* **Aim of the task**:
Identify every line below that contains the word "lintel", and copy each one.

Rows from an object pointing dataset:

*****

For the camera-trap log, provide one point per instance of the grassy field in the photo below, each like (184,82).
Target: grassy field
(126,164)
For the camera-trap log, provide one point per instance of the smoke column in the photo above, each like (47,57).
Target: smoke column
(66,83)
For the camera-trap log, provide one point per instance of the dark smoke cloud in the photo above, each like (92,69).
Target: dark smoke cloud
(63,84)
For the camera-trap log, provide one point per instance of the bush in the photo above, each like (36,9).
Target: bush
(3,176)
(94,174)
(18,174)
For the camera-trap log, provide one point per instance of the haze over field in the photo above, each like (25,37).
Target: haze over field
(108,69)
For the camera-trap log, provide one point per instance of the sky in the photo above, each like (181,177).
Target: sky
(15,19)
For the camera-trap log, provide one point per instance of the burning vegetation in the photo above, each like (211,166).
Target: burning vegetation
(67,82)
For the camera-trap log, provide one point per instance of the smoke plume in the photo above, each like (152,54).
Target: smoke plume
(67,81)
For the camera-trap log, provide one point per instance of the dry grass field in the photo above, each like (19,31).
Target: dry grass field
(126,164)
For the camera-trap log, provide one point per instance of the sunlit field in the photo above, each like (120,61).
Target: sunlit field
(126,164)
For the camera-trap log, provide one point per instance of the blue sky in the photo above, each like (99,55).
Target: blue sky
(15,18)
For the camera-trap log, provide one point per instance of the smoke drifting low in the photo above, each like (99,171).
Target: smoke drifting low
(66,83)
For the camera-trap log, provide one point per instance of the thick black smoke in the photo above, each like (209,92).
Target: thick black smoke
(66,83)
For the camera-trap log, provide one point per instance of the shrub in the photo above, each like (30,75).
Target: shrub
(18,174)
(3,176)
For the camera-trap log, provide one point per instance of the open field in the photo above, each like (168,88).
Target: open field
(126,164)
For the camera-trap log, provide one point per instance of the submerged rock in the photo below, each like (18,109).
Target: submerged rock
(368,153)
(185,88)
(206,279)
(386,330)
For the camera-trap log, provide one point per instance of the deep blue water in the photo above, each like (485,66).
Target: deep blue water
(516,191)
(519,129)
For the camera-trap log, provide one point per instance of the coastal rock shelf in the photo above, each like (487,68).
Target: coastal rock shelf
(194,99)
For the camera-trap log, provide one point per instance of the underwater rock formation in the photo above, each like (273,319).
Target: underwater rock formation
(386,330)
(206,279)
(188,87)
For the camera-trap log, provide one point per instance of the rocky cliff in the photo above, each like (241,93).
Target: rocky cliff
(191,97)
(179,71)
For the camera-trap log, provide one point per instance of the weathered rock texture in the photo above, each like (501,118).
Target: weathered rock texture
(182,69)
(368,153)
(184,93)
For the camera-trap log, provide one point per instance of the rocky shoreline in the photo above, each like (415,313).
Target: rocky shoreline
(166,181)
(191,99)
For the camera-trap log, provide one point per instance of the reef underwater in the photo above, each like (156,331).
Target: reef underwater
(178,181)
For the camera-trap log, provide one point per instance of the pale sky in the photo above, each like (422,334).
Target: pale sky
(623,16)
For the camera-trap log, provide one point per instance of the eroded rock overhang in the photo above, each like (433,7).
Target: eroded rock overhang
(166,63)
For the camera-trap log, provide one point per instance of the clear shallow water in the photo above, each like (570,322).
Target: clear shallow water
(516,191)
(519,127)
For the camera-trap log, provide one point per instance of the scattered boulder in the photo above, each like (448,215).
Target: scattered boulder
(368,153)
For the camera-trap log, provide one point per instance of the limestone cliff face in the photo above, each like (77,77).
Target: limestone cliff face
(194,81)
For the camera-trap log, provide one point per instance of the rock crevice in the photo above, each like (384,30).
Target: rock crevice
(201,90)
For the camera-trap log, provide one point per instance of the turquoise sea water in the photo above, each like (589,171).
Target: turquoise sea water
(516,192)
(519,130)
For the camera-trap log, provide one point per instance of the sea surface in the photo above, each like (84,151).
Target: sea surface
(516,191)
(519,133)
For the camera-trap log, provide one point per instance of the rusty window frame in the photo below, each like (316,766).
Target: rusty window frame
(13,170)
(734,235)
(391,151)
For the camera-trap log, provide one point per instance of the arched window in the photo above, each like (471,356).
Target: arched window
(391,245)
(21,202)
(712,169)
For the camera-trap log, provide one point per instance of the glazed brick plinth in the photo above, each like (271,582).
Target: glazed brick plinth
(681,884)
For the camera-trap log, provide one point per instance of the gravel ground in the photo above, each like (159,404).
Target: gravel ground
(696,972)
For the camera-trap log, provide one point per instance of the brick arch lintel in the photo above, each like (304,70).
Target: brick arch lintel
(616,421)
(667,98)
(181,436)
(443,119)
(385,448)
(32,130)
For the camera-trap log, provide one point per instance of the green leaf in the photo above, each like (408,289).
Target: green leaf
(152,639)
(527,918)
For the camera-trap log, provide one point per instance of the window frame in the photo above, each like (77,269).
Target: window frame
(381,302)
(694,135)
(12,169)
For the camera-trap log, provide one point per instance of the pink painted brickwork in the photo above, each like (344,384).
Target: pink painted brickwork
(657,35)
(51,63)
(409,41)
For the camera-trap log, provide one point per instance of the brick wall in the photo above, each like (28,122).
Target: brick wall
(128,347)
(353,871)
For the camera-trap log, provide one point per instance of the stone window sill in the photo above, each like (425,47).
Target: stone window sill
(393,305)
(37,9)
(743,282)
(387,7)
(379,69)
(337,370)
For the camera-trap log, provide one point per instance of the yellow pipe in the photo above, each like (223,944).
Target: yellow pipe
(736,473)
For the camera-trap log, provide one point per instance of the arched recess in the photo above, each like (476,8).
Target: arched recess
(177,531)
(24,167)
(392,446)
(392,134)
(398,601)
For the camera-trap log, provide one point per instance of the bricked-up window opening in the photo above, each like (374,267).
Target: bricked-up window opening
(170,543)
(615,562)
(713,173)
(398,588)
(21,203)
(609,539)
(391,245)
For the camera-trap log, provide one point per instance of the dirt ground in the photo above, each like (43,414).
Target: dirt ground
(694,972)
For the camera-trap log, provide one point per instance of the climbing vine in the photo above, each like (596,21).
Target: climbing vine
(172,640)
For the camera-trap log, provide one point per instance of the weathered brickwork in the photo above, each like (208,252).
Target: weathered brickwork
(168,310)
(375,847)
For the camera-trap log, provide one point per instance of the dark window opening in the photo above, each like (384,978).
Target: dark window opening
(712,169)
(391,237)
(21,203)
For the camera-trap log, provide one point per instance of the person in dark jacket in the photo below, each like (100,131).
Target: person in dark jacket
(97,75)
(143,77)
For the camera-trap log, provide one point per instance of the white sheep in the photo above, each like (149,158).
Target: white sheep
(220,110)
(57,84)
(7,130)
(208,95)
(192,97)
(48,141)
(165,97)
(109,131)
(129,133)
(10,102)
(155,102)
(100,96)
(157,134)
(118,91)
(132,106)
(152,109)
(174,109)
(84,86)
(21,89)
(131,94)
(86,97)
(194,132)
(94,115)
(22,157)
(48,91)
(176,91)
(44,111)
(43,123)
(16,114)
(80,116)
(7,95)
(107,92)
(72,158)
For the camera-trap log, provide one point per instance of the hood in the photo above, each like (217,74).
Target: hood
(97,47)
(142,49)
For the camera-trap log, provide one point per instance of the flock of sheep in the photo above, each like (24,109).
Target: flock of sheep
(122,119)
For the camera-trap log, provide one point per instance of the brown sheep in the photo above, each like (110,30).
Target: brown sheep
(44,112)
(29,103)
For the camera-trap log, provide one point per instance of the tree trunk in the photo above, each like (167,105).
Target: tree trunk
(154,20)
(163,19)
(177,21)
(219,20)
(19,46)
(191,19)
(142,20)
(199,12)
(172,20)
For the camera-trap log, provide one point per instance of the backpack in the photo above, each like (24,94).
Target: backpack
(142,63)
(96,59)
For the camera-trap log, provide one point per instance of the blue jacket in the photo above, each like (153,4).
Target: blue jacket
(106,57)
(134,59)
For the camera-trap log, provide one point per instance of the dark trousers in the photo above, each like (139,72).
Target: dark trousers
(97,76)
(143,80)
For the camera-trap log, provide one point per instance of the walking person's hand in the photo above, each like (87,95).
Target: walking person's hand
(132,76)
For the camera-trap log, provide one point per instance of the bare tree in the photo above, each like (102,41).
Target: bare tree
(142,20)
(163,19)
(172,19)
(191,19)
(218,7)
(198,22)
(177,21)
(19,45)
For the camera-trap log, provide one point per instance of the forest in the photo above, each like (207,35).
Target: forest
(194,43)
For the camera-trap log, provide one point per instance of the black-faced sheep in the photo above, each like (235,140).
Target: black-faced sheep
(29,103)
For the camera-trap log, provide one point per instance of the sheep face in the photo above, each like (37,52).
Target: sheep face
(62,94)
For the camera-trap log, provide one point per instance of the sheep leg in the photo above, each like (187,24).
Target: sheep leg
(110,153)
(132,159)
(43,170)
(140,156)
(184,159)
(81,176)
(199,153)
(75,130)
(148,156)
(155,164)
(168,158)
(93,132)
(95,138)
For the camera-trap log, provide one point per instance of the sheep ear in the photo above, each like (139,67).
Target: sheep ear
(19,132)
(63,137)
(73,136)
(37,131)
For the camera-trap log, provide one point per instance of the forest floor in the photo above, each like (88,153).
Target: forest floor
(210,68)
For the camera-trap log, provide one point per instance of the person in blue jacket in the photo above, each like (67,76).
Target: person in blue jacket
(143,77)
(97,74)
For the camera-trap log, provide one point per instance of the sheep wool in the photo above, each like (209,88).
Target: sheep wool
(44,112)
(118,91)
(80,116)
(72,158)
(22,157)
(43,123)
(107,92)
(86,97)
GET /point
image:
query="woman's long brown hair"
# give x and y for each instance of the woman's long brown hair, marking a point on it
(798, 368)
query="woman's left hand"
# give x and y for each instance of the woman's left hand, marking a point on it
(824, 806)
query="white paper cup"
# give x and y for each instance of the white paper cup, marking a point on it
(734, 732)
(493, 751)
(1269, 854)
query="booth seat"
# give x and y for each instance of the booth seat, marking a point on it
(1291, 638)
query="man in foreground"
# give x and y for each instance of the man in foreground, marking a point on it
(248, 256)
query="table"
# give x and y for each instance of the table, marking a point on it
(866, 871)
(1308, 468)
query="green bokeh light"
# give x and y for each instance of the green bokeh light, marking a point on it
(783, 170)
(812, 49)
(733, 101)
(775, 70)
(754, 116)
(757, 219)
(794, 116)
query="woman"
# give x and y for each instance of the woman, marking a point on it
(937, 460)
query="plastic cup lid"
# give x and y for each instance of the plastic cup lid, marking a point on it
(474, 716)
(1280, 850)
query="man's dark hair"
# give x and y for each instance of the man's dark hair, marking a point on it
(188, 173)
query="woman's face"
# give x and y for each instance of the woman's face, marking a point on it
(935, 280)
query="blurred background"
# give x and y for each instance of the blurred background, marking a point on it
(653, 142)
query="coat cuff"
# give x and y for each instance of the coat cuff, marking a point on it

*****

* **Output for this task**:
For the camera-trap log, provide one point per instance of the brick arch lintel in the photo above, each like (304,70).
Target: brick arch lintel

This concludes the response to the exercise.